◆ **STUDY TEXT**
************

This work is licensed under a Creative Commons Attribution-NonCommercial-ShareAlike 4.0 International License.
An almost automated workflow to process think-aloud data powered by Amazon Web Services (S3, Lambda, Transcribe, Lex).
The simple workflow: transcription -> segmentation -> encoding
This is a part of MSc. Thesis A Solution to Analyze Mobile Eye-tracking Data for GI User Research by Yuhao (Markie) Jiang, ITC-University of Twente, Enschede, The Netherlands, June 2020.
- AWS account
- Configured AWS CLI
- Boto3
AWS Transcribe supports multiple languages, but Lex only supports English. Thus this whole workflow only works for English (US), while the transcription part can be used for other languages supported by Amazon.
All inputs files should be stored in an S3 bucket with the following structure:
S3 Bucket
├── intents
│ └── code_name.txt
│ └── code_name.txt
│ └── ...
├── custom_vocabulary.txt
├── think_aloud_audio.mp3
├── another_audio.mp3
├── ...
custom_vocabulary.txt
should be in the Table Format
Audio files can be: .mp3, .mp4, .wav, .flac
intents
contains the .txt
files
Note: Intents don't have to be in the same buckets as the audio and vocabulary files, but they should be all stored under the sub-folder of intents
Intents should follow the naming of code_name.txt
, where code
is a simple code you want to use for your intent, and name
is the name of the intent. For example, I_mapinteraction.txt
represents an intent called "mapinteraction" with the code I.
The intent file should contain sample utterances separated by line break.
For example, the I_mapinteraction.txt
has the following content:
zoom in.
I'll zoom out a little bit more.
I'm click the button to...
...
You will need your AWS region name to run transcribe.py
You will also need a IAM role that has the following policies attached:
- AWSLambdaExecute
- AWSLambdaBasicExecutionRole
- AmazonLexRunBotsOnly
This can be done via AWS CLI or from the IAM console.
Note: transcribe.py
will create a temporary data-access-role that allow Transcribe to read and write into your S3 bucket when jobs are queued. This role is attached with these policies provided by Amazon. This role will be deleted as the script finishes.
Make sure the lambda_function
folder is in the same directory as the scripts before running the scripts!
Arguments:
- InputBucket (in): name of the bucket where you store your custom vocabulary and audio files
- OutputBucket (out): name of the bucket to store transcripts, can be the same with InputBucket
- Region (rg): the region of your CLI, has to be the same with the region of the buckets!

************

◆ **STUDY QUESTIONS**
- a) On the think-aloud workflow page, which AWS service supports only English?
- b) Rewrite everything in the think-aloud workflow page from "For example, the" down to "the script finishes.", changing "policies" to "permissions".

◆ **PROVIDED DATA**

************

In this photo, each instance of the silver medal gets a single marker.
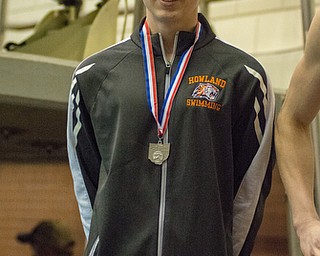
(158, 152)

************

◆ **PROBLEM SOLUTIONS**
- a) Amazon Lex

- b)
For example, the I_mapinteraction.txt
has the following content:
zoom in.
I'll zoom out a little bit more.
I'm click the button to...
...
You will need your AWS region name to run transcribe.py
You will also need a IAM role that has the following permissions attached:
- AWSLambdaExecute
- AWSLambdaBasicExecutionRole
- AmazonLexRunBotsOnly
This can be done via AWS CLI or from the IAM console.
Note: transcribe.py
will create a temporary data-access-role that allow Transcribe to read and write into your S3 bucket when jobs are queued. This role is attached with these permissions provided by Amazon. This role will be deleted as the script finishes.